**** Information supplied

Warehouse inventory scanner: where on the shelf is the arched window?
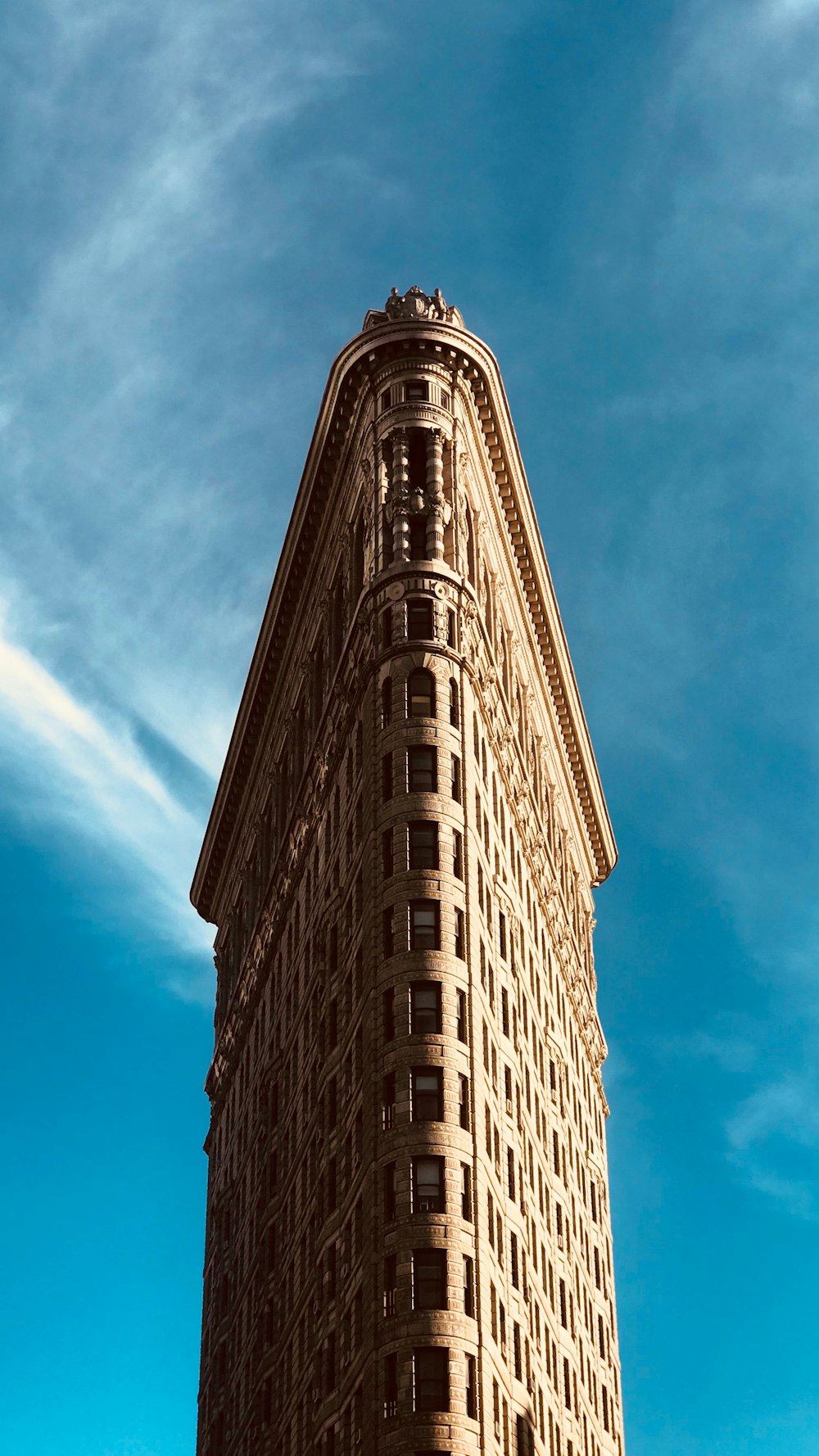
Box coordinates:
[406,667,436,718]
[449,677,460,728]
[406,597,432,642]
[350,518,364,606]
[410,515,427,561]
[466,502,475,586]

********

_What the task requires_: Rewrite the records above with "arched window" replaced by "round window" and everything else unchanged. Leave the pictures out.

_The response_:
Warehouse inventory scanner: where on the shelf is the round window?
Box coordinates:
[406,667,436,718]
[449,677,460,728]
[406,597,432,642]
[350,518,364,606]
[410,515,427,561]
[466,502,475,586]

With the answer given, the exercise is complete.